Stored records
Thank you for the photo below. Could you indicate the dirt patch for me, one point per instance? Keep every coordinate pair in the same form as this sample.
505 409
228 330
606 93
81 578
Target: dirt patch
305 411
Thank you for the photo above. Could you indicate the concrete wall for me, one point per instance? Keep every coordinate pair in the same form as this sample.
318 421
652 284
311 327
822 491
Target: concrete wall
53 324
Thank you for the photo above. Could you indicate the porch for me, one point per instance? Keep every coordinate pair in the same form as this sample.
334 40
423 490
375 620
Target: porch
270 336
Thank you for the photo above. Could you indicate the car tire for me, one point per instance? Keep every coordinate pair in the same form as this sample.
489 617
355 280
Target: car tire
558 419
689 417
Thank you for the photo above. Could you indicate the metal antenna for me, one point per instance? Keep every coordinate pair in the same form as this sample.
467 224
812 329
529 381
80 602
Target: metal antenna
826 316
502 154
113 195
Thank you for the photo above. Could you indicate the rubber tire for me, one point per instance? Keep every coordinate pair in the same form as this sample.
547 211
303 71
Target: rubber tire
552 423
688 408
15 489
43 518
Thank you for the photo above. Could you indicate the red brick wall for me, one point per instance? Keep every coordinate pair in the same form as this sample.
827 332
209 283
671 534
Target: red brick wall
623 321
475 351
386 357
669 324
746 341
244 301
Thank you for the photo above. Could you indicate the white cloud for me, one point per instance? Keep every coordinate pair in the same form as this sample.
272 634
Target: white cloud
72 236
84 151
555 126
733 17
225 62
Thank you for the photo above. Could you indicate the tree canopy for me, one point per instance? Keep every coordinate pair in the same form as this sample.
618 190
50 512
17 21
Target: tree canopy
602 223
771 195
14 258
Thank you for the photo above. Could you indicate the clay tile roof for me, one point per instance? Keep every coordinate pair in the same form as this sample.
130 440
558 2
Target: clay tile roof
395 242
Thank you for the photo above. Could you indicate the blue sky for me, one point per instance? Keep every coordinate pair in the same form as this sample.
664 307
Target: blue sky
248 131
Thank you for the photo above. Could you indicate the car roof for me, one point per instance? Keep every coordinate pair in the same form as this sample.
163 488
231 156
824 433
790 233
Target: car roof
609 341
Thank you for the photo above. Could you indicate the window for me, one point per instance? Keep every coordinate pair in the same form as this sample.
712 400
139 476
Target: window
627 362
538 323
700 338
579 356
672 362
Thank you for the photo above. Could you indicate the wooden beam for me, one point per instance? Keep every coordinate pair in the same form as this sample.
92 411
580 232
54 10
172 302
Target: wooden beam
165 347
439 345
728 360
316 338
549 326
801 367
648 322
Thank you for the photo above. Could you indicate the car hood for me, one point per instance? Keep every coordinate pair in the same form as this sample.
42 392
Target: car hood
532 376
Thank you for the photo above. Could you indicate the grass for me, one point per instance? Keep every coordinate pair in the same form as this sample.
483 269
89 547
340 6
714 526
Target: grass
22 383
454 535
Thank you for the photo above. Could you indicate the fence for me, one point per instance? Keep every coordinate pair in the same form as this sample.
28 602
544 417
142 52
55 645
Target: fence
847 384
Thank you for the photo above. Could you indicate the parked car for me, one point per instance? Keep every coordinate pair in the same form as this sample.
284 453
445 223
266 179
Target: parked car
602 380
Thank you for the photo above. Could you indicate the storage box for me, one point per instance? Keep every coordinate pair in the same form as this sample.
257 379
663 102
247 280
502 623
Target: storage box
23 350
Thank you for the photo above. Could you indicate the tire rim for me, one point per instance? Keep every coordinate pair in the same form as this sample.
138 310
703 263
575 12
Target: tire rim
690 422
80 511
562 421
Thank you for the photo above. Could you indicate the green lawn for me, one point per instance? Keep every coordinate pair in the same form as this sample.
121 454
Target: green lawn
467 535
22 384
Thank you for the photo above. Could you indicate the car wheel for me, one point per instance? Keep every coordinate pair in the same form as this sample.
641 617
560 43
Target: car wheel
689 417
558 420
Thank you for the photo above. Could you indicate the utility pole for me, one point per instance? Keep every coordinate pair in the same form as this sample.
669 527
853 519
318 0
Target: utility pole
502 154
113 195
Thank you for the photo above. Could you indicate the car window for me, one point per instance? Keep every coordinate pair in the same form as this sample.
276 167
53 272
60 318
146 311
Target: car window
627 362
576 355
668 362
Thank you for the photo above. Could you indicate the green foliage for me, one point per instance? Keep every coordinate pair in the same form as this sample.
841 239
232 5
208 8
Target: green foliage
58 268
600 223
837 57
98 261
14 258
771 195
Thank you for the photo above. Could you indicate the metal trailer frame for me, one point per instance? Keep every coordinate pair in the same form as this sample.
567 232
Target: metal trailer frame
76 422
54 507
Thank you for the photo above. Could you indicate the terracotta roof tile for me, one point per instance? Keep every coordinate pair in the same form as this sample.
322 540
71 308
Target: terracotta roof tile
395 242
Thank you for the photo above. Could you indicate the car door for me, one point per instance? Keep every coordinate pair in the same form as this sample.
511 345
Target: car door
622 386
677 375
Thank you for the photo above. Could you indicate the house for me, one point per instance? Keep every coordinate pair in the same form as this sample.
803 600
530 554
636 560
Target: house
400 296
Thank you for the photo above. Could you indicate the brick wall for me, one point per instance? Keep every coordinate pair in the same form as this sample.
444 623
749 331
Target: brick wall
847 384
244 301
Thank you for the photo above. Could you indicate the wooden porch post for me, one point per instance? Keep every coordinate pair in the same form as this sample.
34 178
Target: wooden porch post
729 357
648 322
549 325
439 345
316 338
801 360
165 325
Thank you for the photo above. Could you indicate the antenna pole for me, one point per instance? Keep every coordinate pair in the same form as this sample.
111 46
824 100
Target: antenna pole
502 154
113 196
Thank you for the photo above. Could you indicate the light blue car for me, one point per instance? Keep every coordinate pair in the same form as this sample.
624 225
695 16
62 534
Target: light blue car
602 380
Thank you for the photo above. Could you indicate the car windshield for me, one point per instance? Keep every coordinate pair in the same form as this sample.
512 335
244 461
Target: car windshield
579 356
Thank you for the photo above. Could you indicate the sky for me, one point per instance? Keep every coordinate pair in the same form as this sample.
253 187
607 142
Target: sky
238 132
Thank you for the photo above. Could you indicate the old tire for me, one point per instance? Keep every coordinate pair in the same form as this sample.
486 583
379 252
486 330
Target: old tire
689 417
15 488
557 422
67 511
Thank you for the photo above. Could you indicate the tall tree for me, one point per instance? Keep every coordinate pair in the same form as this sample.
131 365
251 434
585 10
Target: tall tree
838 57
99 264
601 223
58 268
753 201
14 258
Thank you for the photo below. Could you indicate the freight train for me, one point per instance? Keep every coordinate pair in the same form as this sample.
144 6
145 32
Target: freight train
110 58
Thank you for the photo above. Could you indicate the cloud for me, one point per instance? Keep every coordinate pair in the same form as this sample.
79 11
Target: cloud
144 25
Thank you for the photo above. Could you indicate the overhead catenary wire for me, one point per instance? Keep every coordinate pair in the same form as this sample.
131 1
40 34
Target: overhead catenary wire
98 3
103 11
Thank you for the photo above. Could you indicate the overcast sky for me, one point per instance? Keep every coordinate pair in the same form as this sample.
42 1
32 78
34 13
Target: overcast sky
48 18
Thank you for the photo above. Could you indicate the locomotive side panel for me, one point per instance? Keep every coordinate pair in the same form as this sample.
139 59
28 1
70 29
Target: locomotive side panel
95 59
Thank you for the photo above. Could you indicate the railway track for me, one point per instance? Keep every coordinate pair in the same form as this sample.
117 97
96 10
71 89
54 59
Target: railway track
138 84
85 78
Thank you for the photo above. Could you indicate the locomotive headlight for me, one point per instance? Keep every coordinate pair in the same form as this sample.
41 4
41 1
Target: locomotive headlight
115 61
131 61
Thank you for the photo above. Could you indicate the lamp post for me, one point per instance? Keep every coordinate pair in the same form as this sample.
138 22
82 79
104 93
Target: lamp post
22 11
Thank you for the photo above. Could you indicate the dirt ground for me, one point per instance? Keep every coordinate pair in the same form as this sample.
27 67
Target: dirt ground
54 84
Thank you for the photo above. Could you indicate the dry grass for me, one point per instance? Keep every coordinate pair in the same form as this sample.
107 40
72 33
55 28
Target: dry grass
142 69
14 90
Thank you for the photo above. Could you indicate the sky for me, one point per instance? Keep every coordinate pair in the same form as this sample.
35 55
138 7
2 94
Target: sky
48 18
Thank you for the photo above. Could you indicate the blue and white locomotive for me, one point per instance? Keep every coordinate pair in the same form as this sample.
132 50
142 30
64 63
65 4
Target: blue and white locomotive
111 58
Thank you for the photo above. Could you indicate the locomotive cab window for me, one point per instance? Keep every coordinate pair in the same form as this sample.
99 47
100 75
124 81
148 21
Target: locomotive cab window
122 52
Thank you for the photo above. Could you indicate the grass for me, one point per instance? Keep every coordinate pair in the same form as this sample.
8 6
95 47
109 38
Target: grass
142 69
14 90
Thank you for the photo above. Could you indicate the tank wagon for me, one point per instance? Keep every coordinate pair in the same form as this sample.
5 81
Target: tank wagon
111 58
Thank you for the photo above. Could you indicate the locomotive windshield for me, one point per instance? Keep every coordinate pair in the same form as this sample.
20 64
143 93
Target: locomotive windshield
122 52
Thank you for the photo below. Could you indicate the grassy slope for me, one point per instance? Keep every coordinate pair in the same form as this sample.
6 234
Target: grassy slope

WHAT TO WORK ON → Within the entries above, how many lines include the word "slope"? Respond with the number only.

WRITTEN RESPONSE → 2